Given text>

CUDA missing library libcuda.so.1

Hi, im trying to use GPU but when i try to run some command a get this error:
Error using gpuDevice (line 26)
There is a problem with the CUDA driver associated with this GPU device. See
www.mathworks.com/gpudriver to find and install the latest supported driver.
Caused by:
The CUDA driver could not be loaded. The library name used was: libcuda.so.1. The error was:
libcuda.so.1: cannot open shared object file: No such file or directory.
My Matlab client is on server called "mdcstest" and the GPU on another called "comp01", im using Matlab Job Scheduler. Normal task, matlabpool is running without problem. On "comp01" i have cuda 5.0.
What i need to do, to use the GPU on "comp01" ?
Thanks.

댓글 수: 8

Thomas Ibbotson
Thomas Ibbotson 2012년 11월 20일
Can you show the code you were trying to run when you got this error? Specifically what commands were you using on 'mdcstest' to run the code on 'comp01', did you use 'batch' or a script with 'spmd' or did you create your own jobs and tasks?
When i try gpuDevice, or try tu run:
size = 1000;
tic
xm = gpuArray(rand(size));
Xm = xm * xm ;
R = gather(Xm);
result = toc
I tried to run the commands in command line, and also a tried to run it in batch and got the same error.

Challenge A> In the forum thread about the missing CUDA library, do these statements agree with the text? Answer each with yes or no and quote the words that decide it: (i) The GPU is on the server called "mdcstest". (ii) The error named libcuda.so.1 as the library that could not be loaded. (iii) Running the commands in batch avoided the error.
Challenge B> Continue the forum thread about the missing CUDA library from its last reply onward.
The data that comes after this thread is separate material.

Dataset content>
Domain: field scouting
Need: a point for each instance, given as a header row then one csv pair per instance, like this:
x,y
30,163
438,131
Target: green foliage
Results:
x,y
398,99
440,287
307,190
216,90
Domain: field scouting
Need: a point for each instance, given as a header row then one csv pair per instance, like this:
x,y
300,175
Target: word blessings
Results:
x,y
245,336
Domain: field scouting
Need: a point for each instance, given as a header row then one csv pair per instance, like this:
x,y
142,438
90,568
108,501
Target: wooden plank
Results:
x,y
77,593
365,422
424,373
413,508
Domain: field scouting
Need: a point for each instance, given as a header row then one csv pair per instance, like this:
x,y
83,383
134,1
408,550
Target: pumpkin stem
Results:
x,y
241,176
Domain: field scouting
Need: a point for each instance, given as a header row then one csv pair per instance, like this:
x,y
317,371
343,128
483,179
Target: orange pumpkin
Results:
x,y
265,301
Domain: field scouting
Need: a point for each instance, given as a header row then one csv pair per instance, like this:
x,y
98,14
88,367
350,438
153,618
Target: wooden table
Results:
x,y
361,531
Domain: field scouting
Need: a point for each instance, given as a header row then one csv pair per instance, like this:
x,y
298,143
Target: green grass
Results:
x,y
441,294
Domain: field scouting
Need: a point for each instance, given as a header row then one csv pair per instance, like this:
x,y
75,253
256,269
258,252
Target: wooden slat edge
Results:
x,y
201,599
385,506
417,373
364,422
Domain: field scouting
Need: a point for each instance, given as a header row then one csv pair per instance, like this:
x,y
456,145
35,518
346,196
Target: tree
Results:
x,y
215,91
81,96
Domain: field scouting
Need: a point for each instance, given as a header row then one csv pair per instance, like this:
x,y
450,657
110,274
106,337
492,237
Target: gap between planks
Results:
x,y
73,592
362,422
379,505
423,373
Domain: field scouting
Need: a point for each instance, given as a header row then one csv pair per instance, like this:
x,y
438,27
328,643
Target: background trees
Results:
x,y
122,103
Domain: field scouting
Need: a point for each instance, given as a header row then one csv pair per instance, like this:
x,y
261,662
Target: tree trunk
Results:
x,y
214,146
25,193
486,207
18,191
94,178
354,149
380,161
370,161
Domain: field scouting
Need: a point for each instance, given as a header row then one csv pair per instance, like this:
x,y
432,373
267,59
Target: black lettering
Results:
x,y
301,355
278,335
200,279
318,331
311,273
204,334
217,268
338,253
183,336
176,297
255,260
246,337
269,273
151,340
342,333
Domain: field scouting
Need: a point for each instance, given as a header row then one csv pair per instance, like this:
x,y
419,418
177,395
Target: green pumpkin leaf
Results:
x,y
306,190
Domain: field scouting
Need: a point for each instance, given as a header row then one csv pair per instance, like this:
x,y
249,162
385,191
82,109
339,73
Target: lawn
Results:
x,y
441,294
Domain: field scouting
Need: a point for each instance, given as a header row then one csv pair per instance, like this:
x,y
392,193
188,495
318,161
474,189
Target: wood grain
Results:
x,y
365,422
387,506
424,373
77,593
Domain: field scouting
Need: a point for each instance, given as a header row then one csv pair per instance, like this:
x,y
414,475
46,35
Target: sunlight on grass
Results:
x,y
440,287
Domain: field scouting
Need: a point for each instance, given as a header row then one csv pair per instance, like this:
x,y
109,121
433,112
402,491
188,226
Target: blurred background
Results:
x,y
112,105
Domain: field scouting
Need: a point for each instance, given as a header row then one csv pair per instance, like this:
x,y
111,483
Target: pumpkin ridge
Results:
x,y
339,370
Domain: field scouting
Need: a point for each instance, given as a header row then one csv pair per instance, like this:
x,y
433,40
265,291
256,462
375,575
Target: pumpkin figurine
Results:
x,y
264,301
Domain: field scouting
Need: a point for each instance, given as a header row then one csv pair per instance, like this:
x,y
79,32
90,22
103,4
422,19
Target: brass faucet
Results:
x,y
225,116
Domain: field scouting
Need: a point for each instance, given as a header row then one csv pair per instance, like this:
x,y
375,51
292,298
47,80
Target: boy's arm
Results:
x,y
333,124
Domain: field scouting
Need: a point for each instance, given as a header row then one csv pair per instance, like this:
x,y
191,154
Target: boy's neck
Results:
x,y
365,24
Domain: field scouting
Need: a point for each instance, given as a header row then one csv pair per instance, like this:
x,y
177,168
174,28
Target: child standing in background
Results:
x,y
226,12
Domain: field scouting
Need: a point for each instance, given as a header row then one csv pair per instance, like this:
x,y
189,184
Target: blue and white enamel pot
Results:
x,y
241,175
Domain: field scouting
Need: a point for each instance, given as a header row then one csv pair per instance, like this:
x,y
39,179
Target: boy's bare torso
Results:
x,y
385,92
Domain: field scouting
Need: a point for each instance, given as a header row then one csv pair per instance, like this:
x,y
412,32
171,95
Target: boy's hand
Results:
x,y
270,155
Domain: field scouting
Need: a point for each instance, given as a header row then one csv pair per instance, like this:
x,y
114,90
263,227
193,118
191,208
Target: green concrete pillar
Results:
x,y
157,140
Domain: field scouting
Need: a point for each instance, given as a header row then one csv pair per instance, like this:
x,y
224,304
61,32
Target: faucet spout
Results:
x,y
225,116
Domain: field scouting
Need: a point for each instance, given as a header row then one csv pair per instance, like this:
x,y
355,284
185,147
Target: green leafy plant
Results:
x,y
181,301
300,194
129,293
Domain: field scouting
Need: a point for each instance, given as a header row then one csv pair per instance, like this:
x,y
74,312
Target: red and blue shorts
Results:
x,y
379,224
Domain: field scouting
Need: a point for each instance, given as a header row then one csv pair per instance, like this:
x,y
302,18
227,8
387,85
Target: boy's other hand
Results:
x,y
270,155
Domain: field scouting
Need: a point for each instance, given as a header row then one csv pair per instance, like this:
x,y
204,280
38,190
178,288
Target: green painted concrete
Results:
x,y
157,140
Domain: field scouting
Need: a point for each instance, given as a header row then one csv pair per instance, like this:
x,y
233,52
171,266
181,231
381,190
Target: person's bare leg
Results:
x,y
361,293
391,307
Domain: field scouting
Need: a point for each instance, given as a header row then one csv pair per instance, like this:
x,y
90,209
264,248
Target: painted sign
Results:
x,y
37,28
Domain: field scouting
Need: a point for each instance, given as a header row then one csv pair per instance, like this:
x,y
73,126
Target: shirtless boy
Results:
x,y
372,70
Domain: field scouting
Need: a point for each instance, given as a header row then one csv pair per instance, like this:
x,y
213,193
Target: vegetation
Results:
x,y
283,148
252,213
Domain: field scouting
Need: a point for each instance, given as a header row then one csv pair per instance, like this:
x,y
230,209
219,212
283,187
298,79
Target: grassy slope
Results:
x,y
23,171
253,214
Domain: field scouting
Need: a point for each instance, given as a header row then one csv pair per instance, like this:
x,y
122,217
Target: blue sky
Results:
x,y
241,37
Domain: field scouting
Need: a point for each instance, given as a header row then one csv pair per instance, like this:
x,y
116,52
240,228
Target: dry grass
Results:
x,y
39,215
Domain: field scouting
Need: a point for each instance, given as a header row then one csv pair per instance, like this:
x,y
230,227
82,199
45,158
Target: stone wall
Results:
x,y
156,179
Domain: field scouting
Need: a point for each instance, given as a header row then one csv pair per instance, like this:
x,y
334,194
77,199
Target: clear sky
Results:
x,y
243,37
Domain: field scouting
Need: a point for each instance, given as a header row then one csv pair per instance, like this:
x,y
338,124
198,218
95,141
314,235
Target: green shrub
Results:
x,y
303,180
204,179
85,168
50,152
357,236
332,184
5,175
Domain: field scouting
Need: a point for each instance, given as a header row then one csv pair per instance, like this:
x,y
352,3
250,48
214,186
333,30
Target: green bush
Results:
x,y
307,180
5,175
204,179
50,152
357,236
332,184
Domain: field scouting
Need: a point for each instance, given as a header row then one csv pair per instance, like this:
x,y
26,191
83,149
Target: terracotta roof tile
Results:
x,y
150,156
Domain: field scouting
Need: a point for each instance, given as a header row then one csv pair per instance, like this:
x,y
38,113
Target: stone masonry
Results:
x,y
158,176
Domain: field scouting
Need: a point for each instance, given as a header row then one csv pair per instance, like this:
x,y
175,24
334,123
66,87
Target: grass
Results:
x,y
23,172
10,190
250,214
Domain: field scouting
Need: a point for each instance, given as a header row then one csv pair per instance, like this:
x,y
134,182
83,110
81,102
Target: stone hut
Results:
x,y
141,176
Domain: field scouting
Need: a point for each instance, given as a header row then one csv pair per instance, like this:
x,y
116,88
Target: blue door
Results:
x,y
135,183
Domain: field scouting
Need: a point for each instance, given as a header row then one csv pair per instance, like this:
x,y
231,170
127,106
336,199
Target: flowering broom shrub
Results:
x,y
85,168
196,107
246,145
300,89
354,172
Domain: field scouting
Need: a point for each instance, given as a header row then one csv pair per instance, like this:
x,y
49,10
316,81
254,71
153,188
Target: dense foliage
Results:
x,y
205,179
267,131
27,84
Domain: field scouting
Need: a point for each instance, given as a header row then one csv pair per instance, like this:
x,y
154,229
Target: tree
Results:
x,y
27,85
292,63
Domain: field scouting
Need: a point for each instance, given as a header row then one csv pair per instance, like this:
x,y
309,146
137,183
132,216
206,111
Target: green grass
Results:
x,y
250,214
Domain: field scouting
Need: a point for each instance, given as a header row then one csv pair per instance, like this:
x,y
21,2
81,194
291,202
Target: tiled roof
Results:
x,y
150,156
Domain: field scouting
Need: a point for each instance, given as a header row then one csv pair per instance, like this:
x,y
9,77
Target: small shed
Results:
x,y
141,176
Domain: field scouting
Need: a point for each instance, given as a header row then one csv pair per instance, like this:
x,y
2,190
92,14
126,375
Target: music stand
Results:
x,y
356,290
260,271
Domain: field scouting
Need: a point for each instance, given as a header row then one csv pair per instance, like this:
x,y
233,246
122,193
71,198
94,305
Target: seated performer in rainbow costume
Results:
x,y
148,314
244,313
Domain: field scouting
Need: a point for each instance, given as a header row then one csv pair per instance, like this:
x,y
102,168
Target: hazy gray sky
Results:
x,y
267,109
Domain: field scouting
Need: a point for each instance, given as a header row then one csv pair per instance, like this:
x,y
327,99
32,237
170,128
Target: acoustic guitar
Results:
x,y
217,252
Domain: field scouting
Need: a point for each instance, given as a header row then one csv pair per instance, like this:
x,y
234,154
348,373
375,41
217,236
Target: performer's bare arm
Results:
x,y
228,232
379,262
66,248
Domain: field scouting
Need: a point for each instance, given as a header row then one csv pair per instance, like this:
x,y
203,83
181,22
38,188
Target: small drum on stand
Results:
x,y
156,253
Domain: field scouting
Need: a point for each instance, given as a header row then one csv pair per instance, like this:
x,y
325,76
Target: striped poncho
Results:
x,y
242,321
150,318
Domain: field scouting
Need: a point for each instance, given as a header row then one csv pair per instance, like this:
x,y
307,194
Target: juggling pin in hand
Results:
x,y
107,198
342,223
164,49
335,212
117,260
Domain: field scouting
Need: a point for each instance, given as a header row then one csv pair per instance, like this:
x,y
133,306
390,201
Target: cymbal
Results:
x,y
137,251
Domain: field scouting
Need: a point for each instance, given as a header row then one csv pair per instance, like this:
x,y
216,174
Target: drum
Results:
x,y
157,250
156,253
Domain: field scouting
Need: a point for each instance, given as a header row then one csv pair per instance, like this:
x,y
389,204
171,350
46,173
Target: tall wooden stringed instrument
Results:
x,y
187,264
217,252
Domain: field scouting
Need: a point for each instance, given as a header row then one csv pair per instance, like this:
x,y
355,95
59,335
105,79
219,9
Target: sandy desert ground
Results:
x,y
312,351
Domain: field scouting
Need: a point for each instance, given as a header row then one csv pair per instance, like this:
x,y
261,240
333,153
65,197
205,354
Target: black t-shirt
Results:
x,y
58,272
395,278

Exercise result A>
(i) No: "My Matlab client is on server called "mdcstest" and the GPU on another called "comp01""
(ii) Yes: "The library name used was: libcuda.so.1."
(iii) No: "also a tried to run it in batch and got the same error."

Exercise result B>
Thomas Ibbotson
Thomas Ibbotson 2012년 11월 21일
If you are running that code from the command line on "mdcstest" then it will run on "mdcstest" not "comp01". When you ran 'batch', what profile were you using? You need to make sure that your profile for MJS is set as the default, otherwise the code will run using the local scheduler, and will again fail as it will be running on "mdcstest" not "comp01".
Ivan
Ivan 2012년 11월 21일
Profile for MJS is set as default, im sure with this.
Ok, just to double check that the code is running on the correct machine can you run:
mjs = parcluster
mjs.matlabpool
spmd, gpuDevice, end
matlabpool close
and paste the results here?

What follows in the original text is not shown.